### EXCERPT PROVIDED
((
In addition to the film’s obvious horror elements, there’s an early detour into total science fiction in the form of a fictional machine that Tuskin has invented called the “synchronizer”. This flashing device allows two subjects to share a hypnotic connection — or something. It’s necessary, because it allows the characters to discover the demon Pazuzu still lurking in Regan’s subconscious, and to share psychedelic hallucinations of flying with Pazuzu, who is revealed to be a demon closely associated with locusts. We flash to scenes in a strange Catholic church in Africa, accessible only by a death-defying climb inside of a terrifying cliff formation. The jarring mixture of these exaggerated, unfamiliar scenarios and locations starts to have a strange effect on the viewer; Exorcist II rarely takes place in the ‘real’ world, and even when it does, the real world doesn’t seem to be populated by people with motivations we can understand – just try and figure out what’s going on when Regan starts having ‘flashbacks’ while she’s tap dancing in a high school talent show. She keeps convulsing during the number, yet nobody reacts to the fact that she’s having seizures, and the number continues until she finally dives right off the stage.

The film’s intriguing imagery envisions evil as something that is communicated from one individual to another, the way the brushing of wings between locusts transmits signals to other locusts to become a destructive swarm. Regan is special because her previous exorcism gives her the ability to resist evil instead of succumbing to it, therefore breaking its chain reaction. It also links her to an African named Kokumo (James Earl Jones), who was the little boy on whom Father Merrin once performed an exorcism many years before Regan. Conversely, Kitty Wynn’s character suffers a terrible fate because she, too, was touched by the evil of Regan’s possession and was unable to resist.
))
(Image-grounded pointing data)
((
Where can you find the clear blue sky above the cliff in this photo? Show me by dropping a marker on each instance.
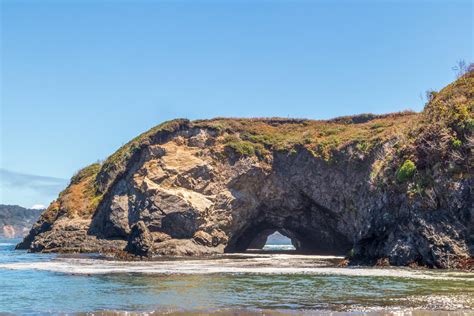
(81, 78)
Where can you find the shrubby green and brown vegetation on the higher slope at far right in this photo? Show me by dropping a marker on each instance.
(437, 150)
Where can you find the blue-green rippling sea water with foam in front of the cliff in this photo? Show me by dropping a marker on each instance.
(252, 283)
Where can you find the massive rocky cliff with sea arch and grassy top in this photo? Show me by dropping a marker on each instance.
(395, 186)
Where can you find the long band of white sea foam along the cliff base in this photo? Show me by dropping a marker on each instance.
(250, 263)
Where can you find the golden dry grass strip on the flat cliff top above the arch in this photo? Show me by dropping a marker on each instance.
(256, 136)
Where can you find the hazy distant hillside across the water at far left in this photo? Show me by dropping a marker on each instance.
(15, 221)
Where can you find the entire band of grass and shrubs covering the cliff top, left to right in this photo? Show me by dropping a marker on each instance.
(440, 134)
))
### PROMPT
Can you carry on the Exorcist II review past its final sentence?

### ANSWER TO THIS EXERCISE
These bizarre concepts are the schizophrenic soul of Exorcist II. It’s easy to see why audiences rejected it, considering they were expecting more of the same, and what they got was a bad acid trip. Although it was not technically a financial failure, earning double its budget in theatrical release, it seriously underperformed and was eagerly forgotten by almost everyone involved. It was Boorman’s involvement that most likely kept the film heading into this commercial dead end, since he was involved in the screenplay and was determined to make a movie completely different from the first film. But he’s hardly the only one to blame, as the other screenwriters were apparently smoking the same thing. Many of the actors deliver stilted performances, and Burton is just plain hammy. We’re never quite sure who James Earl Jones’ character is in the film, his involvement is so limited. A scene where Blair uses her psychic healing abilities to get a mute little girl with autism (Dana Plato) to start talking comes off as laughable.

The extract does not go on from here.